## Begin PASSAGE

If you want to finalize your objects, you must first enable finalization messages by calling mps_message_type_enable():

mps_message_type_enable(arena, mps_message_type_finalization());

You must then poll the arena’s message queue at times that are convenient for you, call mps_message_get() to pick up a finalization message from the queue, call mps_message_finalization_ref() to access the finalized object, and finally call mps_message_discard() on the finalization message. The finalized object is then subject to the normal rules of life and death: it continues to live as long as it is strongly reachable.

In the toy Scheme interpreter, the most convenient moment to process the message queue is at the start of the read–eval–print loop. When a finalization message is found, the associated file handle is closed (unless it has been closed already), and the message is discarded.

 mps_message_type_t type;

 while (mps_message_queue_type(&type, arena)) {
     mps_message_t message;
     mps_bool_t b;
     b = mps_message_get(&message, arena, type);
     assert(b); /* we just checked there was one */

     if (type == mps_message_type_finalization()) {
         mps_addr_t port_ref;
         obj_t port;
         mps_message_finalization_ref(&port_ref, arena, message);
         port = port_ref;
         assert(TYPE(port) == TYPE_PORT);
         if(port->port.stream) {
             printf("Port to file \"%s\" is dying. Closing file.\n",
                    port->port.name->string.string);
             (void)fclose(port->port.stream);
             port->port.stream = NULL;
         }
     } else {
         /* ... handle other message types ... */
     }

     mps_message_discard(arena, message);
 }

Here’s an example session showing finalization taking place:

 MPS Toy Scheme Example
 9960, 0> (open-input-file "scheme.c")
 #[port "scheme.c"]
 10064, 0> (gc)
 Collection started.
   Why: Client requests: immediate full collection.
   Clock: 3401
 Port to file "scheme.c" is dying. Closing file.
 Collection finished.
     live 10040
     condemned 10088
     not_condemned 0
     clock: 3807

It’s wise not to depend on finalization as the only method for releasing resources (see the Cautions section in Finalization), because the garbage collector does not promise to collect particular objects at particular times, and in any case it does so only when it can prove that the object is dead. So it is best to provide a reliable mechanism for releasing the resource (here, the Scheme function close-input-port), and use finalization as a backup strategy.

## End PASSAGE

SET EXERCISE A -
Translate this sentence from the passage on MPS finalization into Spanish: "In the toy Scheme interpreter, the most convenient moment to process the message queue is at the start of the read–eval–print loop."
SET EXERCISE B -
Carry on the passage on MPS finalization, beginning after its final sentence about using finalization as a backup strategy.

## Begin MATERIAL

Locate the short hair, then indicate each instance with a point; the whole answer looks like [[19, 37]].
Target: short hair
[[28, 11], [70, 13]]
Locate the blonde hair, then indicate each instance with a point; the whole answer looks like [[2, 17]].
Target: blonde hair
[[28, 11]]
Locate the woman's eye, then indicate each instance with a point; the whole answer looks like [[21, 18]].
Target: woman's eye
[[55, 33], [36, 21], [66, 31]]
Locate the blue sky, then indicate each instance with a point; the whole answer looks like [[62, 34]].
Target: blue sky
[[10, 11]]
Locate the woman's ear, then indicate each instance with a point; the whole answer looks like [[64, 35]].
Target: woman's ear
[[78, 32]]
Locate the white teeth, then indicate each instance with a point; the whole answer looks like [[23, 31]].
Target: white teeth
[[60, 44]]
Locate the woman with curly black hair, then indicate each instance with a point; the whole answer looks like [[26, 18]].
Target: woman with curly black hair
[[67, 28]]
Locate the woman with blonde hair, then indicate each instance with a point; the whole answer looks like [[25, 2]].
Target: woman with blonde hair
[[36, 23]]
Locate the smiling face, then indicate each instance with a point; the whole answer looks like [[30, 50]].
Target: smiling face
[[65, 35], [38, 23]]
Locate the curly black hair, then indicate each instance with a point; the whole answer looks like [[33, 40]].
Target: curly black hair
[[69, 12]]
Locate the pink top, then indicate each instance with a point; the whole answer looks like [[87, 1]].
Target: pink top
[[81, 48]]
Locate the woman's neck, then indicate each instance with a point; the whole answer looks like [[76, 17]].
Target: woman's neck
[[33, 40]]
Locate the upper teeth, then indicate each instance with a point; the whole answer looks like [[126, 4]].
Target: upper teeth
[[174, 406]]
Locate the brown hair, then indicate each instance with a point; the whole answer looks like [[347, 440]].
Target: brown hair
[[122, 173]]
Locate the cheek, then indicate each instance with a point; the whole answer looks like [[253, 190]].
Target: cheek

## End MATERIAL

EXERCISE RESULT A -
En el intérprete de Scheme de juguete, el momento más conveniente para procesar la cola de mensajes es al inicio del bucle de lectura-evaluación-impresión.

EXERCISE RESULT B -
But this raises the possibility that a port will be closed twice: once via close-input-port and a second time via finalization. So it’s necessary to make ports robust against being closed multiple times. The toy Scheme interpreter does so by setting stream to NULL: this ensures that the file handle won’t be closed more than once.

static void port_close(obj_t port)
{
    assert(TYPE(port) == TYPE_PORT);
    if(port->port.stream != NULL) {
        fclose(port->port.stream);
        port->port.stream = NULL;
    }
}

Note that because finalization messages are processed synchronously via the message queue (and the Scheme interpreter is single-threaded) there is no need for a lock here.

It’s still possible that the toy Scheme interpreter might run out of open file handles despite having some or all of its port objects being finalizable. That’s because the arena’s message queue is only polled after evaluating an expression at top level: if the expression itself opens too many file handles, the finalization messages will queue up and not be processed in time. For example:

MPS Toy Scheme Example
9960, 0> (define (repeat n f _) (if (eqv? n 0) '() (repeat (- n 1) f (f))))
repeat
10840, 0> (repeat 300 (lambda () (open-input-file "scheme.c")) 0)
open-input-file: cannot open input file

A less naïve interpreter might process finalization messages on a more regular schedule, or might take emergency action in the event of running out of open file handles by carrying out a full garbage collection and processing any finalization messages that are posted as a result.

Topics

Finalization, Messages.

7.2. Location dependency

The toy Scheme interpreter contains an address-based (eq?) hash table implementation. It hashes the addresses of its keys, and so needs to take account of the possibility that a moving garbage collector might move the keys. If it fails to take account of this, the hash table might become invalid after a garbage collection.

In the interaction shown below (with a naïve version of the code) you’ll see that although the keys remain present in the table after garbage collection, they cannot be found. This is because their locations (and hence their hashes) have changed, but their positions in the table have not been updated to match.

MPS Toy Scheme Example
10240, 0> (define ht (make-eq-hashtable))
ht
10584, 0> (hashtable-set! ht 'one 1)
10768, 0> (hashtable-set! ht 'two 2)
10952, 0> (hashtable-set! ht 'three 3)
11136, 0> ht
#[hashtable (two 2) (three 3) (one 1)]
11136, 0> (hashtable-ref ht 'two #f)
2
11280, 0> (gc)
11304, 1> (hashtable-ref ht 'one #f)
#f
11448, 1> (hashtable-ref ht 'two #f)
#f
11592, 1> (hashtable-ref ht 'three #f)
#f
11736, 1> ht
#[hashtable (two 2) (three 3) (one 1)]

The MPS solves this problem with its location dependency feature: a structure of type mps_ld_s encapsulates a set of dependencies on the locations of blocks. You add addresses to the location dependency, and then later test an address to see if it is stale: that is, if the block at that address might have moved since its location was depended upon.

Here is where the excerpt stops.